| Input |
+---+

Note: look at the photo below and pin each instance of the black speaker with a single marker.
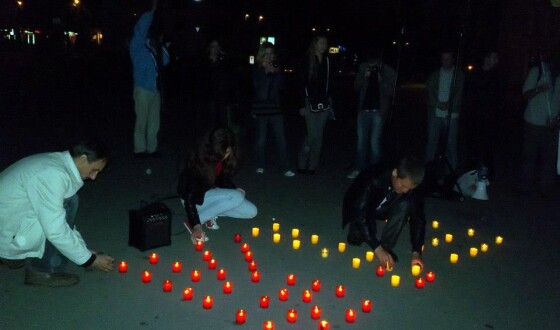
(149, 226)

+---+

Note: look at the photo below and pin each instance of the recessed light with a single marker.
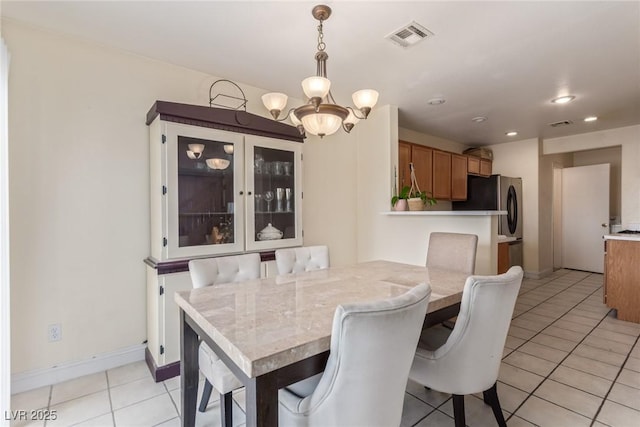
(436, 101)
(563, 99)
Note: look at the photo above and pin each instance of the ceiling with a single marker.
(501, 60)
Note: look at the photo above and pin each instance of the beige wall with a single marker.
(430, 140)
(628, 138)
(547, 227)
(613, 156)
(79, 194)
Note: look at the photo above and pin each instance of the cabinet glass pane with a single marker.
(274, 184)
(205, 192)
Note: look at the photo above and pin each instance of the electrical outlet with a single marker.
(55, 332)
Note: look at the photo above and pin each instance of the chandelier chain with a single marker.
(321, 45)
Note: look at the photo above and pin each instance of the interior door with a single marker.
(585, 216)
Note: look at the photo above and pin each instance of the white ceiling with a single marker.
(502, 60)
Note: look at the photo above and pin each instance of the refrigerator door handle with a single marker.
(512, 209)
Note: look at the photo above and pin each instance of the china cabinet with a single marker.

+---+

| What is needed |
In the material above, find the line containing "door with a single marker." and the line containing "cabinet with a single marker.", then write out exactly those two lines and every line between them, and nothing more.

| Output of the task |
Note: look at the photo above and pin each instance of the interior door with a single marker.
(585, 216)
Note: look at the photo above and pin each instance of the white ceiling with a single marker.
(502, 60)
Note: look at the photo above and pin each instance of the refrigerator door handle with a single marker.
(512, 209)
Note: look at the photo above and pin each instance of the china cabinet with a single marker.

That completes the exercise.